Indeed, in the developed world today, money is debt. Specifically, debt which accrues interest. As every schoolchild should know, interest accumulates exponentially when it is compounded. Sovereign debts have demonstrated compounding for decades, without meaningful surcease. With substantial volatility, debt overall has increased exponentially since banks were granted control over monetary policy.
Although I would not wish to be tasked with managing such a system, it is conceivable that an exponentially expanding debt could be serviced by an exponentially expanding economy. This would not be desirable, because all ownership would rapidly accrue to a small interest-receiving class, while the vast majority of the population, the interest-paying class, would be effectively enslaved. Such regimes always end in blood. Nonetheless, until social injustice forced the issue, the system would be balanced. Not stable, mind you, but balanced. However, exponential expansion of the physical economy requires exponential expansion of physical resource consumption, which is simply impossible, even in a short run, on the surface of a finite planet.

Provided data:

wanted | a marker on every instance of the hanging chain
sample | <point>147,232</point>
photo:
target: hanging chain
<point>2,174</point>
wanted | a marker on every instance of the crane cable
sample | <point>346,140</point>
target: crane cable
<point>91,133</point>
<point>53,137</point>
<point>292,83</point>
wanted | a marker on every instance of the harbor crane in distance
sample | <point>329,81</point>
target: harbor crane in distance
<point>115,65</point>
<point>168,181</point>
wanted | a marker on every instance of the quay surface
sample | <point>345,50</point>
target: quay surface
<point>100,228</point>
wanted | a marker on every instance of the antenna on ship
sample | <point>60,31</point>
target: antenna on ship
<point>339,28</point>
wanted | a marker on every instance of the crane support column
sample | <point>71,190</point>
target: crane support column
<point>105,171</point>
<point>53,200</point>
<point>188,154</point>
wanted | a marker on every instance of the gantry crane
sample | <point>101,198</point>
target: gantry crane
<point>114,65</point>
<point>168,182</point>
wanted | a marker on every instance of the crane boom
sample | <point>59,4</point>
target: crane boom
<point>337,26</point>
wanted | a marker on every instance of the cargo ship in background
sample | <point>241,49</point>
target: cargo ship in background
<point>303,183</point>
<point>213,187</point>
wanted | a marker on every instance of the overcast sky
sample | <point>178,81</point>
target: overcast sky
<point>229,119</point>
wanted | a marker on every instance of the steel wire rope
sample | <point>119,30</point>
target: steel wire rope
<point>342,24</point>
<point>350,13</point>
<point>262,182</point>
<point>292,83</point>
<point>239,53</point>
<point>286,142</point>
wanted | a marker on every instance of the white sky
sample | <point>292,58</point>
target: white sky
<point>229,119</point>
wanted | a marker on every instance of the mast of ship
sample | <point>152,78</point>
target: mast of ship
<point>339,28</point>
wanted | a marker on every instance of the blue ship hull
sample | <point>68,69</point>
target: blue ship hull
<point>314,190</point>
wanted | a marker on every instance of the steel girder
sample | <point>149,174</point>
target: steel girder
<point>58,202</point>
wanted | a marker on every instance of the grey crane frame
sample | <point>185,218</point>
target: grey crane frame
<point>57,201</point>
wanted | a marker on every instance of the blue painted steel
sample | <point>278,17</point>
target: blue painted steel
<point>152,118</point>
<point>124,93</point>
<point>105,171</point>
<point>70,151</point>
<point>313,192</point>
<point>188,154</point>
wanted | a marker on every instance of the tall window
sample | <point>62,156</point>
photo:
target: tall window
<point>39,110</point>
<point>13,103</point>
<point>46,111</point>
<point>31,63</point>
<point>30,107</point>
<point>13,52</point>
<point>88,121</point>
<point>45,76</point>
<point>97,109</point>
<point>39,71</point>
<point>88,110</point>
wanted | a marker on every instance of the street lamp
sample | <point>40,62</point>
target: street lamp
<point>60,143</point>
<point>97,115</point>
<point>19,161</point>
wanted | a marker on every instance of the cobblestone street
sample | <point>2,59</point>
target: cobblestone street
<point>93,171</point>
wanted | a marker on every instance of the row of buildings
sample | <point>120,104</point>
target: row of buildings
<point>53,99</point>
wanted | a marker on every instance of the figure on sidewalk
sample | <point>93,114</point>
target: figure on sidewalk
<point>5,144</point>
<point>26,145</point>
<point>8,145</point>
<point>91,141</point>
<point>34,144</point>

Directive A:
Reproduce the passage on debt from the words "Although I would" through the words "a finite planet.", substituting "in equilibrium" for "balanced".
Directive B:
From the listing, copy verbatim the lines starting at the one containing "wanted | a marker on every instance of the steel wire" and ending after the one containing "<point>286,142</point>".
The passage on debt has no connection to the listing.

Exercise answer A:
Although I would not wish to be tasked with managing such a system, it is conceivable that an exponentially expanding debt could be serviced by an exponentially expanding economy. This would not be desirable, because all ownership would rapidly accrue to a small interest-receiving class, while the vast majority of the population, the interest-paying class, would be effectively enslaved. Such regimes always end in blood. Nonetheless, until social injustice forced the issue, the system would be in equilibrium. Not stable, mind you, but in equilibrium. However, exponential expansion of the physical economy requires exponential expansion of physical resource consumption, which is simply impossible, even in a short run, on the surface of a finite planet.

Exercise answer B:
wanted | a marker on every instance of the steel wire rope
sample | <point>119,30</point>
target: steel wire rope
<point>342,24</point>
<point>350,13</point>
<point>262,182</point>
<point>292,83</point>
<point>239,53</point>
<point>286,142</point>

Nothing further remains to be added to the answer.